Copy the stretch of the listing from its start through the line containing "312,103 -> 338,129", substituting "locate" for "pinpoint" and leaving all else unchanged.

BEGIN ENTRIES SHOWN

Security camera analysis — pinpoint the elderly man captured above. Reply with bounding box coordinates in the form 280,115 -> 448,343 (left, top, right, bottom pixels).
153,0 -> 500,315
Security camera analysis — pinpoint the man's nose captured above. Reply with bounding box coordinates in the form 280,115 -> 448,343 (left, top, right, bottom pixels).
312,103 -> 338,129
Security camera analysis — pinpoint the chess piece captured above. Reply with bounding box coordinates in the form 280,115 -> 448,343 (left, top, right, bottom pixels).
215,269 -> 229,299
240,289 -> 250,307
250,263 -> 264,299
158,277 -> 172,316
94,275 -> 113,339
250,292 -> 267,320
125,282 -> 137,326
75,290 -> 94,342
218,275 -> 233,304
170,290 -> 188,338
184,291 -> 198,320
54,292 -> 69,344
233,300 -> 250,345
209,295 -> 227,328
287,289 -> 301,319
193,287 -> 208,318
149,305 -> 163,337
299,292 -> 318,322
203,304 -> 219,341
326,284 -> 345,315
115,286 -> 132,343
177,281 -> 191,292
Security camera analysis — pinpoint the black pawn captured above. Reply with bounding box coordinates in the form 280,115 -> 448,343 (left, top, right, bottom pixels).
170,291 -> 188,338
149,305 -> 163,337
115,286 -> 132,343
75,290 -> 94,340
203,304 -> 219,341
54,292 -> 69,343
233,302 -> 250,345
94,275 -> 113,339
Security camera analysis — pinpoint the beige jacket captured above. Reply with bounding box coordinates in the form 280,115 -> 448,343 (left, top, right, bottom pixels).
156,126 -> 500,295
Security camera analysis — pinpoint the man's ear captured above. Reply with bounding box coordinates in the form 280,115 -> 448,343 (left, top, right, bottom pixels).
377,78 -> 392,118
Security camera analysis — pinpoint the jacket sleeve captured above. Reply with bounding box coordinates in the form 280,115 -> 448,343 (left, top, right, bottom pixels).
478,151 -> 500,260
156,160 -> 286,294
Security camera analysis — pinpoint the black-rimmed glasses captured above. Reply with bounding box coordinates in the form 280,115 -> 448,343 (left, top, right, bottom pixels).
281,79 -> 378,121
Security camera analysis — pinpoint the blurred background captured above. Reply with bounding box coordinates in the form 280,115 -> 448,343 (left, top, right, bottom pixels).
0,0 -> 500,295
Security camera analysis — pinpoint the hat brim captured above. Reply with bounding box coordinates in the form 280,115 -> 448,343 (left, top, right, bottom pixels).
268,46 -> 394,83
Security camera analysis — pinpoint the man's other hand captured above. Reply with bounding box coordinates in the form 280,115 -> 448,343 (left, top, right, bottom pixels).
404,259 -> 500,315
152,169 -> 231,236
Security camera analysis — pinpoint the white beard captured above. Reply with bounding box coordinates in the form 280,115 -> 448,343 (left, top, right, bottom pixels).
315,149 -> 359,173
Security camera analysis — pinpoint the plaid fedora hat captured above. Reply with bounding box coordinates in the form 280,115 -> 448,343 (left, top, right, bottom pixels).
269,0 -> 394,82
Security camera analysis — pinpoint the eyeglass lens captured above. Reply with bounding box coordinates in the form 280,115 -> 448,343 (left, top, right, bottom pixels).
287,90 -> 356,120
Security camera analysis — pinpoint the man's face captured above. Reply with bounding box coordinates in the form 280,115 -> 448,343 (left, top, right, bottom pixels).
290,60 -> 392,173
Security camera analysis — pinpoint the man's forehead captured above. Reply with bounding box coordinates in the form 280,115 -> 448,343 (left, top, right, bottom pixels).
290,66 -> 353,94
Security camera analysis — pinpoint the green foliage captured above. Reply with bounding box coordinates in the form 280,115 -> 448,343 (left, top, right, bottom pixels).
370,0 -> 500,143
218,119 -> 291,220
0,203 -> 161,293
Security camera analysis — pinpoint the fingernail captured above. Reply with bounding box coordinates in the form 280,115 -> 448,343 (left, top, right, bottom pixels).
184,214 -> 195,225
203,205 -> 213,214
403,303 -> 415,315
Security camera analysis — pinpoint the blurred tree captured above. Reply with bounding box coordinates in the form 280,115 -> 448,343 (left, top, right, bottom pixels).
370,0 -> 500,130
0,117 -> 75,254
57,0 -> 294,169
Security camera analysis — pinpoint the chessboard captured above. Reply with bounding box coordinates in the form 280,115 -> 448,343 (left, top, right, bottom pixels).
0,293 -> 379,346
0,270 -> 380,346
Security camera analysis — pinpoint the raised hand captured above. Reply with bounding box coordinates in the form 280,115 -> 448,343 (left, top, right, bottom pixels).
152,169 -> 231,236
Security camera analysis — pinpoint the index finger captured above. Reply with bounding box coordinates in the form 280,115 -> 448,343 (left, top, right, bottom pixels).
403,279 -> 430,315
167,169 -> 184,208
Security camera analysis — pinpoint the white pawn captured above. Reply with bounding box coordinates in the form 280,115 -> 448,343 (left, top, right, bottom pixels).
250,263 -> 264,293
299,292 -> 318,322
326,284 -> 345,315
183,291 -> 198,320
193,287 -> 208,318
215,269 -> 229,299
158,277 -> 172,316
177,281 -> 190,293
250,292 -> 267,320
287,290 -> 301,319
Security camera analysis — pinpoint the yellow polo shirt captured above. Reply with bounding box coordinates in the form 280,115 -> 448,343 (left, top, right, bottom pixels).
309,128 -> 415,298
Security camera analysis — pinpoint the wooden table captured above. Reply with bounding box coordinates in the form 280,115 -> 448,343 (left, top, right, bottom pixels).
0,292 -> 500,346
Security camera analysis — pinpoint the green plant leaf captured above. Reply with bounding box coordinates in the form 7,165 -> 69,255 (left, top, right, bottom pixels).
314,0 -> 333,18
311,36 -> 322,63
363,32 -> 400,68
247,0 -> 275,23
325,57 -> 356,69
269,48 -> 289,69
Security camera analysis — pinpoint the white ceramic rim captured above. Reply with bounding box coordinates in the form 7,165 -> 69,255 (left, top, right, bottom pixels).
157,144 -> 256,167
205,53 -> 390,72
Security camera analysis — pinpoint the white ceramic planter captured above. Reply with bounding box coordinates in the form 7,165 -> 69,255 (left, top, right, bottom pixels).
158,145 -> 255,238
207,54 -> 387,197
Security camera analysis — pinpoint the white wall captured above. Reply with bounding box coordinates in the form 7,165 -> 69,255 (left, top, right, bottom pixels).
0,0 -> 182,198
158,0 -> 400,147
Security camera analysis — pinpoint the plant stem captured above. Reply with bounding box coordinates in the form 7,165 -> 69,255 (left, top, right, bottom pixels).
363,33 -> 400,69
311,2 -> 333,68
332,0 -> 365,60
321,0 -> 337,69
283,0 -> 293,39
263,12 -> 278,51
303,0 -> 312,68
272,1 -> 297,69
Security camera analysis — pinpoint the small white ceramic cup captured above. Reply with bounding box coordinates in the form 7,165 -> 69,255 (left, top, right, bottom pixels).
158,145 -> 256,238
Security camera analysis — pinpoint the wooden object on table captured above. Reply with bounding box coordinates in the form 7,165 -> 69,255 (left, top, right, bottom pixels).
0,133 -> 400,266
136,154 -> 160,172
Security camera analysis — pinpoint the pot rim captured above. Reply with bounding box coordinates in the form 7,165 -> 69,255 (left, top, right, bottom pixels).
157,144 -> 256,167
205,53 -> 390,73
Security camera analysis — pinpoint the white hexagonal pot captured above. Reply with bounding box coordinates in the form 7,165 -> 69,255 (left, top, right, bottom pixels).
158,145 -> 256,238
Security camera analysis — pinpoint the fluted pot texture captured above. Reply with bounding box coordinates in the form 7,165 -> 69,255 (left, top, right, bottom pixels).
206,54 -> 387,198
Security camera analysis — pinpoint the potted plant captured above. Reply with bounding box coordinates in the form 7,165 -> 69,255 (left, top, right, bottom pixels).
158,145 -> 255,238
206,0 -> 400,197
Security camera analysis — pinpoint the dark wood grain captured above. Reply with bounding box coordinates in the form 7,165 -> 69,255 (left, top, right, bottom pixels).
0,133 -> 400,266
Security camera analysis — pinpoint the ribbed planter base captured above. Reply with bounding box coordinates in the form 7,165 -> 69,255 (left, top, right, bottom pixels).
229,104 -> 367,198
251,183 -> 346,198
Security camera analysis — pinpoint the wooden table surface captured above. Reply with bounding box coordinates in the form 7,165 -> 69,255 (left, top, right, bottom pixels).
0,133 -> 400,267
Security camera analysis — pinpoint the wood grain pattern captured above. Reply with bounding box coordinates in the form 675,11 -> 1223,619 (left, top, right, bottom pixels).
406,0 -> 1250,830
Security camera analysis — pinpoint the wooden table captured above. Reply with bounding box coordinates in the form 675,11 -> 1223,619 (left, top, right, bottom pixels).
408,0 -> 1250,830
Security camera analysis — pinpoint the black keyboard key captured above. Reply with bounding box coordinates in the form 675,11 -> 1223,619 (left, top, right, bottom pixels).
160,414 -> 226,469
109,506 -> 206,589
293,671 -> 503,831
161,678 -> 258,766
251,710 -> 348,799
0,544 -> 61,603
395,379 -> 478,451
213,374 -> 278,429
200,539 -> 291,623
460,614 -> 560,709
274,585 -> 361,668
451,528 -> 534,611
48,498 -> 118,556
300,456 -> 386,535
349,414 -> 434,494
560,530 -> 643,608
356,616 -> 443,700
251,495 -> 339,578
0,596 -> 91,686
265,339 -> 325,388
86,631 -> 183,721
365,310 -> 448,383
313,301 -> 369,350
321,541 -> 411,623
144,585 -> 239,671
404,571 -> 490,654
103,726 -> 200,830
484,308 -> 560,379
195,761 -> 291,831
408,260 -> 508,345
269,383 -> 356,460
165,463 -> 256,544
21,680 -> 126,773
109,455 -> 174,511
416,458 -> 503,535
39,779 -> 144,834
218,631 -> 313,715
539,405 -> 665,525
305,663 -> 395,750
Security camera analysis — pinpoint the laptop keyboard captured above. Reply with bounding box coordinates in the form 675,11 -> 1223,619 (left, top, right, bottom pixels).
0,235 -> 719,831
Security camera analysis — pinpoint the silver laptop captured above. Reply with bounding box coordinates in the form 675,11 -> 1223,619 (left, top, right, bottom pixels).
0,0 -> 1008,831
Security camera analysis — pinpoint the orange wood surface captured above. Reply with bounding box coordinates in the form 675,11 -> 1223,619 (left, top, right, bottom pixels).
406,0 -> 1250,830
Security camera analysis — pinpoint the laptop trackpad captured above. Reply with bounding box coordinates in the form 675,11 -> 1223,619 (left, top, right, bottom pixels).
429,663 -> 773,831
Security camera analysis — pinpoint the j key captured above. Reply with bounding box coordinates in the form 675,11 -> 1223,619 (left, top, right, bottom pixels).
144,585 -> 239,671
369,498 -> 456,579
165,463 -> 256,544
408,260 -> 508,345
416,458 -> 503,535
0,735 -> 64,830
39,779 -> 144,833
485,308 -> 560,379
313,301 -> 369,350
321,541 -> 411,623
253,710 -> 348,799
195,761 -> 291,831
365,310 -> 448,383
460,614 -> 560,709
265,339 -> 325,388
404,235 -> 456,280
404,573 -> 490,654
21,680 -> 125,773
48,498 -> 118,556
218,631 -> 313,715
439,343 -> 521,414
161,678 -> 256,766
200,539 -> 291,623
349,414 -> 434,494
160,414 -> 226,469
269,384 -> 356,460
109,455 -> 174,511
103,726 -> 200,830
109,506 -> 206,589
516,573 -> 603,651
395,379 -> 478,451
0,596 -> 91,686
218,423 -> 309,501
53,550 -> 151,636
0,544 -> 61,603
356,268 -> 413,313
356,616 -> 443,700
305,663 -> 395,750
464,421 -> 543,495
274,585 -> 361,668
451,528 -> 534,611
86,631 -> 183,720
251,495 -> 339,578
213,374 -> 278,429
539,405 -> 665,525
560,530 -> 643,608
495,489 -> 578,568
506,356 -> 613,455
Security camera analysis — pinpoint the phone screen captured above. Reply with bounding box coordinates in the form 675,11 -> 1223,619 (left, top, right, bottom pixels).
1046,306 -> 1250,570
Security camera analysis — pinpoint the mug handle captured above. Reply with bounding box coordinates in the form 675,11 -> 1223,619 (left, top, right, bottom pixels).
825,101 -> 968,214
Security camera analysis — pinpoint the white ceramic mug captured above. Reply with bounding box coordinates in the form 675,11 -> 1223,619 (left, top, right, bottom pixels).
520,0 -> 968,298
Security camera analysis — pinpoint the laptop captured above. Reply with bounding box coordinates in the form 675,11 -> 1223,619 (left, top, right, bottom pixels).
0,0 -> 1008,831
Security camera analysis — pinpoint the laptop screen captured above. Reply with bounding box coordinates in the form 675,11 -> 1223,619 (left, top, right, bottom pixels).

END ENTRIES SHOWN

* [SOLUTION TO THIS PROBLEM]
Security camera analysis — locate the elderly man captured above. Reply with bounding box coordinates in the form 280,115 -> 448,343 (left, top, right, bottom pixels).
153,0 -> 500,315
Security camera analysis — locate the man's nose captured above. Reply with bounding box coordinates in the form 280,115 -> 448,343 (left, top, right, bottom pixels).
312,103 -> 338,129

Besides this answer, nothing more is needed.